— BEGIN Page extract —

The other major concern of copyright owners is the increased risk of unauthorized downstream uses of their works posed by digital technology. When works are distributed in digital form, once a student obtains access, it is easy to further distribute multiple copies to acquaintances around the world. Depending on the type of work involved and the amount used, the result could be a significant impact on the market for sales of copies.

Most educational and library groups, in contrast, support a broadening of section 110(2). They view fair use alone as either not clear enough or not extensive enough in its application. Their primary goals are to avoid discrimination against remote site students in their educational experience vis-a-vis on-site students; to avoid discrimination against new technologies vis-a-vis old ones; and to avoid the difficulties in licensing that many describe having experienced. In general, the educational community seeks the following changes: (1) elimination of the concept of the physical classroom as a limitation on the availability of the exemption; (2) coverage of rights in addition to performance and display, at least to the extent necessary to permit digital transmissions; and (3) expansion of the categories of works covered, by broadening the performance right exemption to apply to works other than nondramatic literary and musical works. Some would go further, advocating an exemption that allows educators to do anything by means of digital transmission that they can do in the classroom under section 110(1). Libraries in particular also seek exemptions for additional activities, stressing the importance of being able to give access to electronic reserves and other resource materials in order to provide a high-quality educational experience for students at remote sites.

As to the risks involved, educational institutions are willing to take steps to safeguard the security of the materials they disseminate. In fact, they point out that they already make such efforts; the use of password protection and other access controls is widespread. Many also require compliance with copyright policies and inform students, faculty and staff about the law. Finally, educators believe that licensing should continue to play some role in distance education.

— END Page extract —
— BEGIN Supplied material —

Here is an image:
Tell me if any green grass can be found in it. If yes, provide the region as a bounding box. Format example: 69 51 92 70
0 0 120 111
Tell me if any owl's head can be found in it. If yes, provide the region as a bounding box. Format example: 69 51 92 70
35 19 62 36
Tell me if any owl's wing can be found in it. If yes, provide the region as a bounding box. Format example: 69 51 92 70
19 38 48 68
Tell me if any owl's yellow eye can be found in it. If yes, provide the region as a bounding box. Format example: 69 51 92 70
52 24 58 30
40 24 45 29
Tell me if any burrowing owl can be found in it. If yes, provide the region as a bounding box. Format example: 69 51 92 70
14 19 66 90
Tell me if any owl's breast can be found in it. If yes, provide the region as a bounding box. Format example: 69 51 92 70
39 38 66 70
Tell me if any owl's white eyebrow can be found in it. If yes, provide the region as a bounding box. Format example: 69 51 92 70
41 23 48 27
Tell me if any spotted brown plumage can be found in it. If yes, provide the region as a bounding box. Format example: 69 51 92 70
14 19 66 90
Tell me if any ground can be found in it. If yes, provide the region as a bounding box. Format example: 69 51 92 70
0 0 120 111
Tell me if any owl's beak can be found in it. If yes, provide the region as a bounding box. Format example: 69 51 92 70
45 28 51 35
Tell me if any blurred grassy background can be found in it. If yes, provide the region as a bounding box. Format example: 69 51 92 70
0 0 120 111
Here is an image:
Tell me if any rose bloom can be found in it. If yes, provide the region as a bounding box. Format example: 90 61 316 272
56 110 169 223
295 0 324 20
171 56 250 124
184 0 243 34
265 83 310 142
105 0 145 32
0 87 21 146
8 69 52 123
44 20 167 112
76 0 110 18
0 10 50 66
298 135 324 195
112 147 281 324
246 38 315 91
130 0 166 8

— END Supplied material —
— BEGIN Supplied material —

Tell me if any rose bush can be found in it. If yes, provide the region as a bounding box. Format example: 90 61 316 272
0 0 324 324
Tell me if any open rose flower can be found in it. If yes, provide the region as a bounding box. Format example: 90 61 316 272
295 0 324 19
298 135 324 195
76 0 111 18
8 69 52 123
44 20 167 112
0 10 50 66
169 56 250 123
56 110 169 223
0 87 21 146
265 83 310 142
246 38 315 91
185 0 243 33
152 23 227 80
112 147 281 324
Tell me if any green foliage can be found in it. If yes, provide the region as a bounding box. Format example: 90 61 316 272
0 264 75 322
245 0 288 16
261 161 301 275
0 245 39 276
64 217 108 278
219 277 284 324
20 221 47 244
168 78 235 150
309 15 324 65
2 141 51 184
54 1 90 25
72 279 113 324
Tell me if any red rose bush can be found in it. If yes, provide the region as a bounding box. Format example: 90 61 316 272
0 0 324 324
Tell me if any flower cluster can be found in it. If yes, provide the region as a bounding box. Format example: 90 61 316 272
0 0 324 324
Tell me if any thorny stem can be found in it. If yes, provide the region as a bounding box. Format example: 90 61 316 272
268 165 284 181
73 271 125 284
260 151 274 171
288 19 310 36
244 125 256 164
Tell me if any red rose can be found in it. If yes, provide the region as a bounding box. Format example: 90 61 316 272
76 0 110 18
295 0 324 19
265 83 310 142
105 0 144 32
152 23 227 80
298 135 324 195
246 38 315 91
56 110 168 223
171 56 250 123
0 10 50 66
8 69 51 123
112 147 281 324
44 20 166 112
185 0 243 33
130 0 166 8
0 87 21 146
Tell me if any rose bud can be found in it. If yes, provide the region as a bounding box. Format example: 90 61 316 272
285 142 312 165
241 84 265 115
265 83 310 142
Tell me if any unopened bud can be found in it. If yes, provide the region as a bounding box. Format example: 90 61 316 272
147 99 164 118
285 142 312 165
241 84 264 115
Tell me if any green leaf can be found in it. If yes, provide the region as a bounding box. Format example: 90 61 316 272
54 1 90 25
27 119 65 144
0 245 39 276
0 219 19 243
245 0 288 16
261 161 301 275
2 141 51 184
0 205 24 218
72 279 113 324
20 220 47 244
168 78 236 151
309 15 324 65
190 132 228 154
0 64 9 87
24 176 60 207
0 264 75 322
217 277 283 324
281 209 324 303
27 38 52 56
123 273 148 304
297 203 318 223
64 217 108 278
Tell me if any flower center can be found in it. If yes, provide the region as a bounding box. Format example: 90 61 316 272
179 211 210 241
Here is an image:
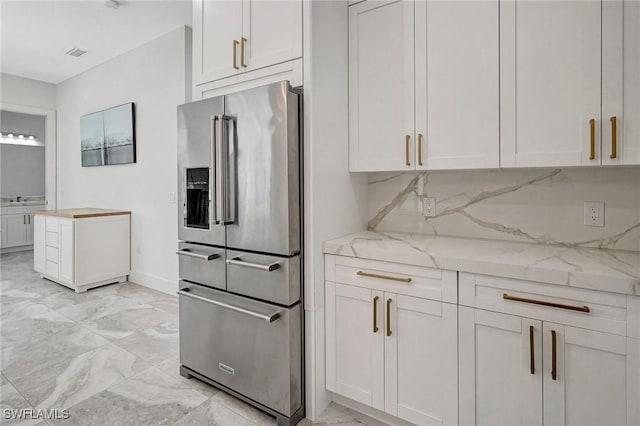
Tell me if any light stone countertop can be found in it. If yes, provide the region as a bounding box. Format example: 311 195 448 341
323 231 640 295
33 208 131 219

— END Supplied material —

Task requirements: According to the distance education passage, which access control do educational institutions describe as already in widespread use?

Final answer: Password protection.